Items from a data source
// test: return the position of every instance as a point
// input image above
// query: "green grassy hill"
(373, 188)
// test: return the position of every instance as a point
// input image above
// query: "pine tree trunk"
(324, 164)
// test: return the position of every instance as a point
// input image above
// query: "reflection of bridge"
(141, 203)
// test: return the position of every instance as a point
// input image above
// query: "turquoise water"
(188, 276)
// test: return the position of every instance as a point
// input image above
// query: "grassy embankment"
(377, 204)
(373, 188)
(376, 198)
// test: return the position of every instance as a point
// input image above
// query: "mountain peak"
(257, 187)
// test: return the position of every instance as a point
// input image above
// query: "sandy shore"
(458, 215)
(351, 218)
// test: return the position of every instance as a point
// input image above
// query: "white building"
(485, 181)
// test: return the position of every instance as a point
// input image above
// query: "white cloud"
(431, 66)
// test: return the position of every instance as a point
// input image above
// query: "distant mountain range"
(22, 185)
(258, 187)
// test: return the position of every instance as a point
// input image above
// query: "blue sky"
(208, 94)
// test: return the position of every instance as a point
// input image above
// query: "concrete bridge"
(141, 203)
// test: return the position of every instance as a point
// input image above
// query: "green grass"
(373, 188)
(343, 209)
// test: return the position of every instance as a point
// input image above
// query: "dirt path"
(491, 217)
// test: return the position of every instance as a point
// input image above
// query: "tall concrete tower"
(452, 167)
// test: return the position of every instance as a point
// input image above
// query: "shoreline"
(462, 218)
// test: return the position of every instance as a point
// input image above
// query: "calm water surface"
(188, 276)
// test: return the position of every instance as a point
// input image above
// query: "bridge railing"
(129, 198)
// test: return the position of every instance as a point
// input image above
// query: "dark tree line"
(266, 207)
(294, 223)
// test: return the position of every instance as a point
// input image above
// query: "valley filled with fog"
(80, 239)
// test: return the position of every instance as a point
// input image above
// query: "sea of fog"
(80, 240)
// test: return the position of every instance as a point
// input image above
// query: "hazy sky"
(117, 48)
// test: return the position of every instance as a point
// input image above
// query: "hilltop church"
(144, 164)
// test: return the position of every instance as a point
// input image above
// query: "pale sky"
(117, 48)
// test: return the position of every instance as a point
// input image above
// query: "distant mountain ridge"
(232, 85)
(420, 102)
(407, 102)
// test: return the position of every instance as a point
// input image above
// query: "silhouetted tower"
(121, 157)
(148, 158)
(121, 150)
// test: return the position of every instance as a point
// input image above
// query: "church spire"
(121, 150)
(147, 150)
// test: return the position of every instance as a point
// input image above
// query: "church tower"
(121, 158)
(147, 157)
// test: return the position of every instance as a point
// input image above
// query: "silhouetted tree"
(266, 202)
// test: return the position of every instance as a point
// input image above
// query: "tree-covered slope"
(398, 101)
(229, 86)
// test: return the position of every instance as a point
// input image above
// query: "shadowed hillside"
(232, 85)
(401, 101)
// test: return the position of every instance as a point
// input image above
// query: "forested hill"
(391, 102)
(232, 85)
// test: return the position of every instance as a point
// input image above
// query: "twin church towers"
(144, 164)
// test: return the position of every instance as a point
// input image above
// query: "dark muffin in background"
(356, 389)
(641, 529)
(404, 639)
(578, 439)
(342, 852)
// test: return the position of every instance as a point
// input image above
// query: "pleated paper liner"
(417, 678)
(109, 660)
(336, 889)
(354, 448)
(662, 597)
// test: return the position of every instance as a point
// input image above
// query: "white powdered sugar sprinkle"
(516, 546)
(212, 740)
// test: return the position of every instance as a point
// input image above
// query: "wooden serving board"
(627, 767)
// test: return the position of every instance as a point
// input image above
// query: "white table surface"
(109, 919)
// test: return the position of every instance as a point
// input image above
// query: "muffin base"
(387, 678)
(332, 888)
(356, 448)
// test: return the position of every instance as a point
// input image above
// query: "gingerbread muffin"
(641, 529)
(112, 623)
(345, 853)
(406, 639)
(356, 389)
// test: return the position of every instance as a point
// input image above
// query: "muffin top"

◆ **How to complete this task**
Write the entries out once more, exactly as they appear.

◆ **Answer space**
// test: return the position of every instance as a point
// input image above
// query: "green grassy hill"
(373, 188)
// test: return the position of every instance as a point
// input image above
// query: "pine tree trunk"
(324, 164)
// test: return the position of every instance as a point
// input image above
// query: "reflection of bridge"
(141, 203)
// test: return the position of every instance as a point
// input image above
// query: "turquoise water"
(188, 276)
// test: return the position of every instance as a point
// input image above
// query: "grassy embankment"
(377, 204)
(373, 188)
(376, 198)
// test: return the position of every instance as a point
// input image above
// query: "mountain peak"
(257, 187)
// test: return the position of every instance as a point
// input image above
// query: "sandy shore"
(458, 215)
(351, 218)
// test: return the position of every instance as a point
// input image above
// query: "white building"
(485, 181)
// test: return the position of every instance as a point
// input image above
// query: "white cloud"
(431, 66)
// test: return the position of every instance as a point
// input image above
// query: "distant mountain range"
(22, 185)
(258, 187)
// test: return the position of every instance as a point
// input image above
// query: "blue sky"
(208, 94)
// test: return the position of every instance as a point
// input image above
// query: "concrete bridge"
(141, 203)
// test: return the position of every instance as a point
// input image above
// query: "green grass"
(373, 188)
(343, 209)
// test: return the position of every instance as a point
// input image above
// query: "dirt path"
(491, 217)
// test: return the position of every instance as a point
// input image above
// query: "tall concrete tower"
(452, 167)
// test: return the position of every instance as a point
// input image above
// query: "shoreline"
(462, 218)
// test: return the position of every instance as a point
// input image above
// query: "calm water surface"
(188, 276)
// test: return the position of every instance as a point
// input image above
// query: "bridge railing"
(129, 198)
// test: return the position of every instance as a point
// input image above
// query: "dark tree line"
(266, 207)
(294, 223)
// test: return the position of every instance as a point
// input image above
// query: "valley filled with fog"
(80, 239)
// test: return the position of every instance as a point
// input image above
// query: "sea of fog"
(80, 240)
// test: return the position of every instance as a point
// input image above
// query: "hazy sky"
(117, 48)
// test: return the position of every instance as a point
// input image above
// query: "hilltop church"
(144, 164)
// test: return the position of every instance as a point
// input image above
// query: "pale sky"
(117, 48)
// test: return the position of every instance as a point
// input image above
// query: "distant mountain ridge"
(232, 85)
(420, 102)
(407, 102)
// test: return the position of every instance as a point
// input image above
// query: "silhouetted tower"
(121, 157)
(148, 158)
(121, 150)
// test: return the position of every instance as a point
// input image above
// query: "church spire"
(121, 150)
(147, 150)
// test: return the position of every instance as a point
// input image above
// query: "church tower"
(121, 158)
(147, 157)
// test: return the position of every instance as a point
// input image above
// query: "silhouetted tree"
(266, 202)
// test: return the position of every instance as a point
// input image above
// query: "tree-covered slope"
(398, 101)
(229, 86)
// test: return the position of every instance as a point
// input image above
// query: "shadowed hillside"
(232, 85)
(401, 101)
// test: return the position of every instance as a point
// input image above
// query: "forested hill"
(391, 102)
(232, 85)
// test: return the position of every instance as a point
// input image above
// query: "twin church towers"
(144, 164)
// test: return the position of every instance as a point
// input image above
// query: "dark muffin in background"
(356, 389)
(641, 529)
(404, 639)
(578, 439)
(342, 852)
// test: return the position of every instance as a point
// input image above
// query: "pleated paper liner"
(417, 678)
(109, 660)
(336, 889)
(354, 448)
(662, 597)
// test: return the position of every instance as a point
// input image above
// query: "white powdered sugar sprinkle"
(516, 546)
(212, 740)
// test: return the position of every instance as a point
// input image above
// query: "wooden serving board"
(627, 767)
// test: return the position of every instance as a point
// input image above
// query: "white table surface"
(109, 919)
// test: return the position of every instance as a point
// input image above
// query: "muffin base"
(387, 678)
(332, 888)
(356, 448)
// test: return the position of every instance as a point
// input image above
// query: "gingerbread muffin"
(641, 529)
(112, 623)
(345, 853)
(406, 639)
(356, 389)
// test: return the position of every instance as a point
// input image above
// query: "muffin top"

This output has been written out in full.